◆ Document passage:
━━━━
“I looked in temples, churches and mosques. But I found the Divine within my heart.” — Rumi
There is perhaps no physical bodily organ that has as much of a meta-physical and spiritual association as the human heart. We talk about our hearts every day in language that is both worldly and beyond ... tangible and intangible.
He had a heart attack.
My heart is breaking.
Medication will lower your blood pressure.
Meditation will make you more loving.
We need to unblock one of your arteries.
My heart chakra feels like it is closed.
Our heart is the only real proof we need that we are both human and divine. It is both the seat of life and resurrection. When our physical heart stops beating, life as we know it ends. When love flows freely to and from our sacred core, miracles are possible.
It is vitally important that we pay attention to the signs we receive from our hearts to see what needs to be treated and how.
Despite a family history of significant heart disease, I believed I would be immune. As I watched my blood pressure creep up — at times spike — during the last year, I was convinced I could control it on my own like I have for years through exercise, meditation, natural supplements, and healthy eating. This time, though, it didn’t work. I decided to see a cardiologist for the first time.
It turns out a very low dose of a water pill was all I needed, along with everything else I was already doing. I don’t even have to see the cardiologist for another year.
So many of us put off dealing with our physical health for a number of reasons: fear of what will be discovered or diagnosed; not wanting to be put on another medication; feeling invincible; putting someone else’s needs ahead of our own.
━━━━
◆ Supplied data:
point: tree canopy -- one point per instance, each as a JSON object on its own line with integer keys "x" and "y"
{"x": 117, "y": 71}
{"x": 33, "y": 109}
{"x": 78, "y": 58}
━━━━
◆ Your task: Can you reproduce the essay on the heart from "So many of us" to "of our own.", word for word? The lines stand apart from the essay on the heart.

◆ Result for this exercise:
So many of us put off dealing with our physical health for a number of reasons: fear of what will be discovered or diagnosed; not wanting to be put on another medication; feeling invincible; putting someone else’s needs ahead of our own.